» **Exercise instructions**
Swap "marker" for "dot" in the records, running from the line that contains "Put one point on each instance of the exposed" through the end of the records, and give those lines again with nothing else changed.

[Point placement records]
= = = = =

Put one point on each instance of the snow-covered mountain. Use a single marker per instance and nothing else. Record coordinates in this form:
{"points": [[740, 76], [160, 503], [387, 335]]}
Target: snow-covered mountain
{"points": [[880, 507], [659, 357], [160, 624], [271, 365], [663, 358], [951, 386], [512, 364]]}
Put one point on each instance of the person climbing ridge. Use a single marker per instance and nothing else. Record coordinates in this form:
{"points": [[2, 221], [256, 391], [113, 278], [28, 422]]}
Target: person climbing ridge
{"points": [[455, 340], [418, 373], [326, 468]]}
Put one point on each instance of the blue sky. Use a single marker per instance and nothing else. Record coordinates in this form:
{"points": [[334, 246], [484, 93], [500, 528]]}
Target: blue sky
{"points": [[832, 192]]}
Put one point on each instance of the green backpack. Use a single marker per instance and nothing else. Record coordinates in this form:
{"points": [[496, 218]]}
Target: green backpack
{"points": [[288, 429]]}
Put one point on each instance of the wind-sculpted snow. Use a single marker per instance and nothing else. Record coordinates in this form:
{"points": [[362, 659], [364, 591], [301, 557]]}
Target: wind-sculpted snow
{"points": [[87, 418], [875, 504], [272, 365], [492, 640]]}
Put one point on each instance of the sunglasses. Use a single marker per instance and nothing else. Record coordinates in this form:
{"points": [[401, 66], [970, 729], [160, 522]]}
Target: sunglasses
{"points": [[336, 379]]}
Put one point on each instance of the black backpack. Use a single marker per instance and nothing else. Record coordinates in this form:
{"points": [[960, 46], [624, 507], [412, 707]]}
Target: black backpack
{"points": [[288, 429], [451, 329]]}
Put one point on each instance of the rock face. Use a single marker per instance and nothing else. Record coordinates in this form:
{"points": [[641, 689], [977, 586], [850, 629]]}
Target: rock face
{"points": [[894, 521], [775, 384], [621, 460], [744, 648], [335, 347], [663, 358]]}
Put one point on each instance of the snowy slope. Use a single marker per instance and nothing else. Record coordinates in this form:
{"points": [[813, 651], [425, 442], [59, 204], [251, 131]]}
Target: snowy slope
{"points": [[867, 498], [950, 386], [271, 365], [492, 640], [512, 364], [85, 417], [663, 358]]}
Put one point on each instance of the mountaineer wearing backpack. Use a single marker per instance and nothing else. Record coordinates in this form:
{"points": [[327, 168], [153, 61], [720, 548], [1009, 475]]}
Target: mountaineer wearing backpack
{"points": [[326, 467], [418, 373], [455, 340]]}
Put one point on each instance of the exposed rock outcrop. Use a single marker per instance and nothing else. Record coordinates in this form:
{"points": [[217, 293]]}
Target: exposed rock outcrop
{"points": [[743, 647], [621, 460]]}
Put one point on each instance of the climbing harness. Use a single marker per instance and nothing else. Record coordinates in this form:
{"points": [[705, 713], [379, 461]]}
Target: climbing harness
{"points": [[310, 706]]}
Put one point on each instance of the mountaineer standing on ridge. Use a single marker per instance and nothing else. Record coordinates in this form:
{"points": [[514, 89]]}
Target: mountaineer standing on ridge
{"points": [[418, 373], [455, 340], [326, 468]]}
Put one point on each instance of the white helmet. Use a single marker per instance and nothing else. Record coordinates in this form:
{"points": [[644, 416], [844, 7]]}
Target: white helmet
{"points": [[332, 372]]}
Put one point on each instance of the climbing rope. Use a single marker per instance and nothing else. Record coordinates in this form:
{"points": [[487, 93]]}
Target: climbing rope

= = = = =

» **Exercise output**
Put one point on each instance of the exposed rock outcrop. Use a single dot per instance and nothing else. Record coordinates in this form:
{"points": [[217, 293]]}
Target: exposed rock outcrop
{"points": [[743, 647], [621, 460]]}
Put one point on each instance of the climbing harness. Use a single dot per instance and nothing else. Record coordinates in this form:
{"points": [[705, 713], [379, 461]]}
Target: climbing harness
{"points": [[310, 706]]}
Put one point on each instance of the mountaineer standing on ridge. Use a single dot per instance and nothing else. Record coordinates in this form:
{"points": [[514, 89]]}
Target: mountaineer standing on ridge
{"points": [[418, 373], [455, 340], [326, 468]]}
Put one point on each instance of the white helmet. Use a single dot per instance and nothing else. Record coordinates in this form:
{"points": [[644, 416], [844, 7]]}
Target: white helmet
{"points": [[332, 372]]}
Put one point on each instance of the climbing rope. Use a single dot per instance and nothing else. Record coordinates in this form:
{"points": [[487, 93]]}
Target: climbing rope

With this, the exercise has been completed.